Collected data
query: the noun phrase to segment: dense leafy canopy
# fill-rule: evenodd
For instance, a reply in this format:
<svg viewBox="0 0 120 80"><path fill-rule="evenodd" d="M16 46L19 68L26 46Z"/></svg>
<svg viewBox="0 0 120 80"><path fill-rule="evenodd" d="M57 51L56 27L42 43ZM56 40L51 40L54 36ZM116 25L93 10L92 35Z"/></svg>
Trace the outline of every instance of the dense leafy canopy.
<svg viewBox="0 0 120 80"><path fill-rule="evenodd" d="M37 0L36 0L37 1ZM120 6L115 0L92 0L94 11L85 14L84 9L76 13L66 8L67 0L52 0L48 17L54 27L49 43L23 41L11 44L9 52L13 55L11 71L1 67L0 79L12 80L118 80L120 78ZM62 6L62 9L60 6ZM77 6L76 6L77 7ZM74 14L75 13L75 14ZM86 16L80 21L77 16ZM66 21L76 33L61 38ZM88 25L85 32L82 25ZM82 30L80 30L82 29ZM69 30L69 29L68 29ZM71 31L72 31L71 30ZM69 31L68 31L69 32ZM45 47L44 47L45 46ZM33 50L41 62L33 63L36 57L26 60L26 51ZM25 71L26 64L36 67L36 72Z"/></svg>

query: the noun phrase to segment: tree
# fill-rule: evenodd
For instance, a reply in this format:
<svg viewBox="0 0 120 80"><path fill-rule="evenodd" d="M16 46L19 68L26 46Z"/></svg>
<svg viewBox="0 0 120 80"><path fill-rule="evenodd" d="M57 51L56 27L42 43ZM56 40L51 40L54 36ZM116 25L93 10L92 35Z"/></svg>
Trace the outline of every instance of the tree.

## Task objective
Can you repeat the entries above, swapping "Trace the outline" for "Draw the boundary" wherever it occurs and keeping everything else the same?

## Finished task
query: the noun phrase to segment: dense leafy canopy
# fill-rule: evenodd
For instance, a reply in this format:
<svg viewBox="0 0 120 80"><path fill-rule="evenodd" d="M16 46L19 68L26 46Z"/></svg>
<svg viewBox="0 0 120 80"><path fill-rule="evenodd" d="M57 51L56 27L42 43ZM56 40L51 40L54 36ZM116 25L93 10L92 35Z"/></svg>
Draw the boundary of every instance of the dense leafy canopy.
<svg viewBox="0 0 120 80"><path fill-rule="evenodd" d="M37 0L36 0L37 1ZM120 6L115 0L92 0L94 11L85 14L84 9L76 13L66 8L67 0L52 0L48 17L54 27L49 43L23 41L11 44L9 52L13 55L11 71L1 67L0 79L12 80L118 80L120 78ZM62 6L62 9L60 6ZM77 6L76 6L77 7ZM74 14L75 13L75 14ZM86 16L80 21L77 16ZM66 21L76 33L61 38ZM88 25L85 32L82 25ZM82 30L80 30L82 29ZM69 30L69 29L68 29ZM71 31L72 31L71 30ZM69 31L68 31L69 32ZM45 47L44 47L45 46ZM33 50L41 62L33 63L36 57L26 60L26 51ZM25 71L26 64L36 67L36 72Z"/></svg>

query: the noun phrase to segment: tree
# fill-rule: evenodd
For instance, a reply in this format:
<svg viewBox="0 0 120 80"><path fill-rule="evenodd" d="M16 46L19 68L26 46Z"/></svg>
<svg viewBox="0 0 120 80"><path fill-rule="evenodd" d="M57 51L56 27L42 43ZM56 40L51 40L54 36ZM116 25L93 10L92 35Z"/></svg>
Draw the boundary of every instance of the tree.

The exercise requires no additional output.